> _Texto mostrado_
=-=-=
Vuelvo a lo del alquiler. Todavía no han traído mi vehículo. La chica hace una llamada, habla con tono de mosqueo. Viene a buscarme un individuo en un coche amarillo y, como alma que lleva el diablo, me lleva a un lavadero subterráneo, me da las llaves y un casco que apesta a sudor, me suelta dos palabras en inglés (a pesar de que yo le había saludado en bastante buen español) y se pira. Y yo, que no sé ni cómo se enciende eso.

Pendiente de manejar el artefacto, no presto atención a los indicadores, pero tampoco importa mucho, porque todavía no he decidido la ruta. Por el camino a donde sea, estoy a punto de pegármela varias veces. Casi siempre, debido a que se me olvida soltar el acelerador a la hora de frenar. O porque intento tumbarme en las curvas como los de la tele y la carcasa me toca el suelo.

La verdad es que mis planes, por abstractos que fueran, se han trastocado. Me veo durmiendo en alguna playa, pidiendo caridad por las puertas de los pueblos o volviendo a Arrecife por la noche. Lo peor es que contaba con dejar mis doce quilos de mochila lo antes posible y me veo condenado a cargarlos todo el día.
=-=-=
> _Conjunto de datos_
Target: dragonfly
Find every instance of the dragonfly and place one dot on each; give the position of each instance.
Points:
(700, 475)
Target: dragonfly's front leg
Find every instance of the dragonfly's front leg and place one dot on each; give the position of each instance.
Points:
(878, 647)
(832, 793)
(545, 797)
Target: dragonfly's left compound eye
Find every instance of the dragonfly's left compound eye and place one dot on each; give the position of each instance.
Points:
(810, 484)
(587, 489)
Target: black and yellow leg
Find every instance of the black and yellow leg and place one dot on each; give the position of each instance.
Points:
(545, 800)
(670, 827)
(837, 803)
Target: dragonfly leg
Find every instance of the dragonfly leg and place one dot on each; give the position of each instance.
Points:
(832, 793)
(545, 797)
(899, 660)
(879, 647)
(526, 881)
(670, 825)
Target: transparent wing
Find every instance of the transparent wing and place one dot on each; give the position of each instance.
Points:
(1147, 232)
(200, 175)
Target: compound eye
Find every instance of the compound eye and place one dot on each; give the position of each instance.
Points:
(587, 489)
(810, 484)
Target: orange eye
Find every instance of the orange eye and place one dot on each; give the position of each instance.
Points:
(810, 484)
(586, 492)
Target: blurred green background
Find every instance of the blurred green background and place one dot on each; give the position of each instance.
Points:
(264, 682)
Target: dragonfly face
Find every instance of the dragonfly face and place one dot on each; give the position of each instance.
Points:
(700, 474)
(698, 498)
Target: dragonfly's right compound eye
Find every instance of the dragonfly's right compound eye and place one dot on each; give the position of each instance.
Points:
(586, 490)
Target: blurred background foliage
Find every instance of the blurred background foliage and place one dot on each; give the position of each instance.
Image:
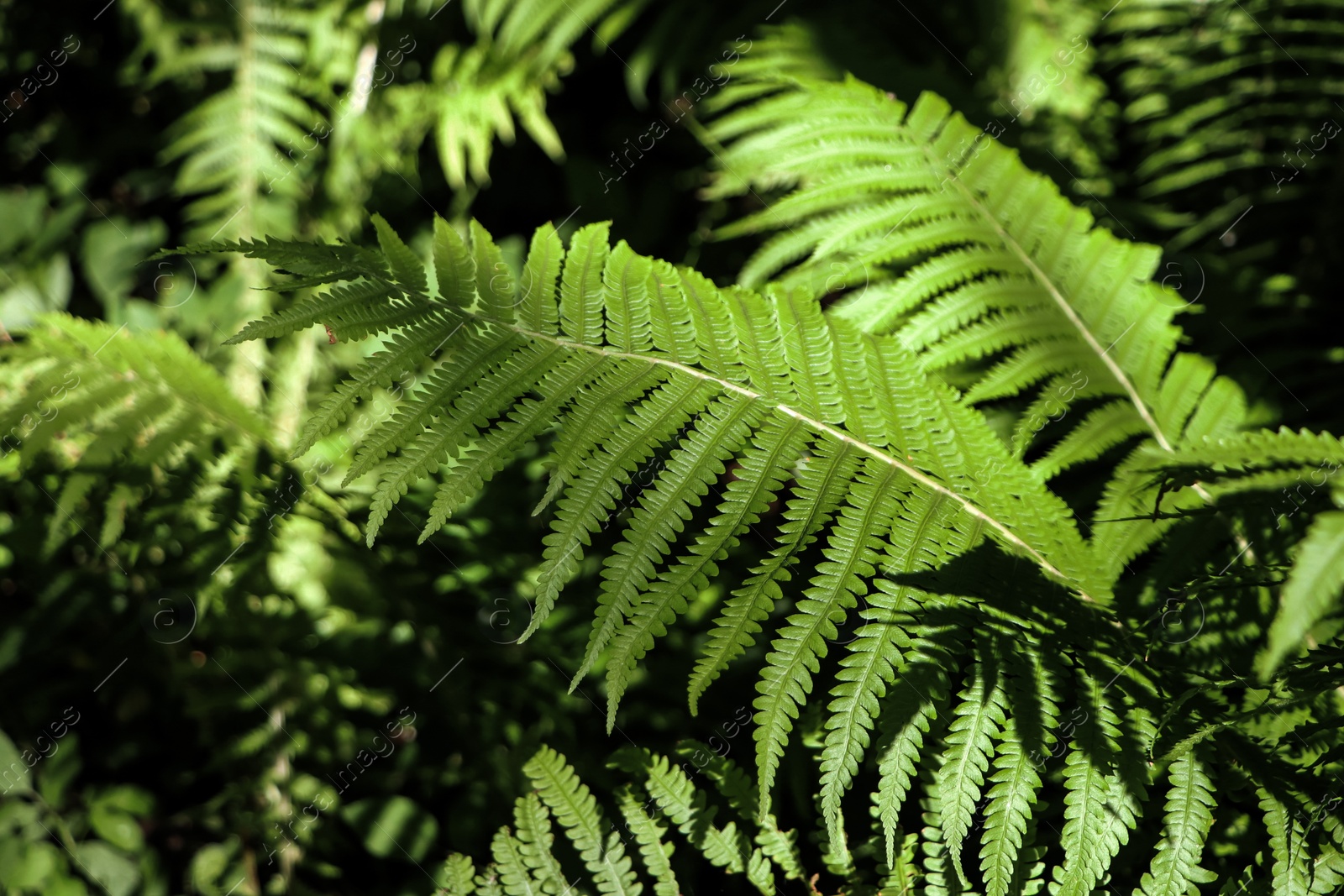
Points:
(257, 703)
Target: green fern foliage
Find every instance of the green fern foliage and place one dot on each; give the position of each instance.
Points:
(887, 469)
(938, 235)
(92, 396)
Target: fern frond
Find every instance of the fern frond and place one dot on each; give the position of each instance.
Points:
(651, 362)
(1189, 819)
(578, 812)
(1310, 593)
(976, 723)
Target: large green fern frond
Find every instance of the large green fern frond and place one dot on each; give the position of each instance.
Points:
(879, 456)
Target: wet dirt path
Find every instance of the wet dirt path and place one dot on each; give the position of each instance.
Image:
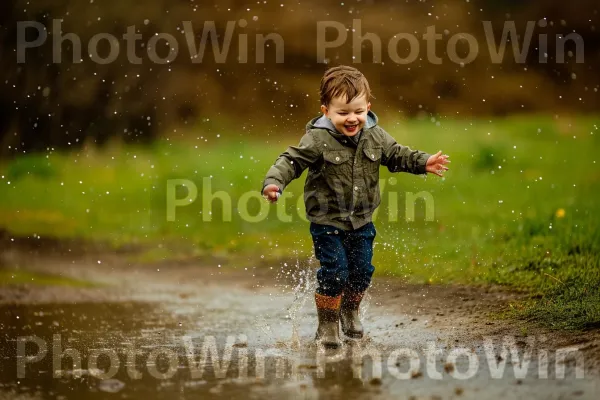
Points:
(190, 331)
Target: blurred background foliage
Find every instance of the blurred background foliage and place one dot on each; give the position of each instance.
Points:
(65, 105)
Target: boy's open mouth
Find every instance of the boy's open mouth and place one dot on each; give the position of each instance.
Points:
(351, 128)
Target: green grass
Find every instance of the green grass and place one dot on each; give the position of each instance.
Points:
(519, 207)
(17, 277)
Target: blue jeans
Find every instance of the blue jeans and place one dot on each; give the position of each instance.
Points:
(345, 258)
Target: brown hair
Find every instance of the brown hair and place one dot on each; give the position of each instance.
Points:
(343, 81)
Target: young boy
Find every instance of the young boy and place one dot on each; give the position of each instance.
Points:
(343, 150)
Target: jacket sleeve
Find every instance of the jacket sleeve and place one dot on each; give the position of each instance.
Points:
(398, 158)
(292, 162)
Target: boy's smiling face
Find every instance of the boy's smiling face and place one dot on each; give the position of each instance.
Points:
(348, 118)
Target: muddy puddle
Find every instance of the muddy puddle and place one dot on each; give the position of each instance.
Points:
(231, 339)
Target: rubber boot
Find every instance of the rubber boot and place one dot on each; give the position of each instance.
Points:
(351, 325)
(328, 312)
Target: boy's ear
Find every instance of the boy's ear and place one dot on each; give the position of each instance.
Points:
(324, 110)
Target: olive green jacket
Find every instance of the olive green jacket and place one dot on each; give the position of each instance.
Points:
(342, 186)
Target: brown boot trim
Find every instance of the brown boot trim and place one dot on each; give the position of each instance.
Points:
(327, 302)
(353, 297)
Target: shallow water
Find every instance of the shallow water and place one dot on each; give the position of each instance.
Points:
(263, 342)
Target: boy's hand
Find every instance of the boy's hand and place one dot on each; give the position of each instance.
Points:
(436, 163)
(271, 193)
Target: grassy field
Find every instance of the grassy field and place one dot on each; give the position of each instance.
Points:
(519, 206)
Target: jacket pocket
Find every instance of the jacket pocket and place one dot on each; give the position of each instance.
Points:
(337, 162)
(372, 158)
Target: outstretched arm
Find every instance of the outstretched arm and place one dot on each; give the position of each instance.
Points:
=-=-=
> _Lista de tareas_
**a.** En el relato sobre el vehículo alquilado, ¿cuánto pesa la mochila de quien narra?
**b.** Sigue escribiendo el relato sobre el vehículo alquilado desde el punto en que se detiene.
Los registros son un material independiente del texto.

> _Respuestas por tarea_
**a.** Doce quilos.

**b.**
Llego a la casa de César Manrique. La entrada cuesta ocho eurejos. Me voy por donde he venido. Paso por Guatiza, donde hay plantaciones de chumberas (tuneras, les dicen aquí) que no se cultivan por su fruto, sino para criar cochinilla, un parásito del que luego se saca un tinte rojo de gran calidad. Debe de dar más pasta vender bichos aplastados que frutos empalagosos. Paro en un bar cutre de carretera. Bajo un toldo, dos vejetes tostados se encuentran en avanzado estado de alcoholización. Uno, entre gestos y voces inarticuladas, me indica que no puedo dejar la burra allí, que la ponga en otro lado. Le pregunto que por qué. Se sorprende de que hable español. No tengo ganas de discutir y cambio el escutre de lugar.

Doy una vuelta por Guatiza, pero me sorprende un aguacero (que, contrariamente a lo que por su nombre parece indicar, trae mucha agua) y he de refugiarme bajo el toldo junto a los borrachines. Está claro que soy un hombre con suerte. Teniendo en cuenta que en Lanzarote llueve de media dieciséis veces al año, tengo que considerarme un privilegiado.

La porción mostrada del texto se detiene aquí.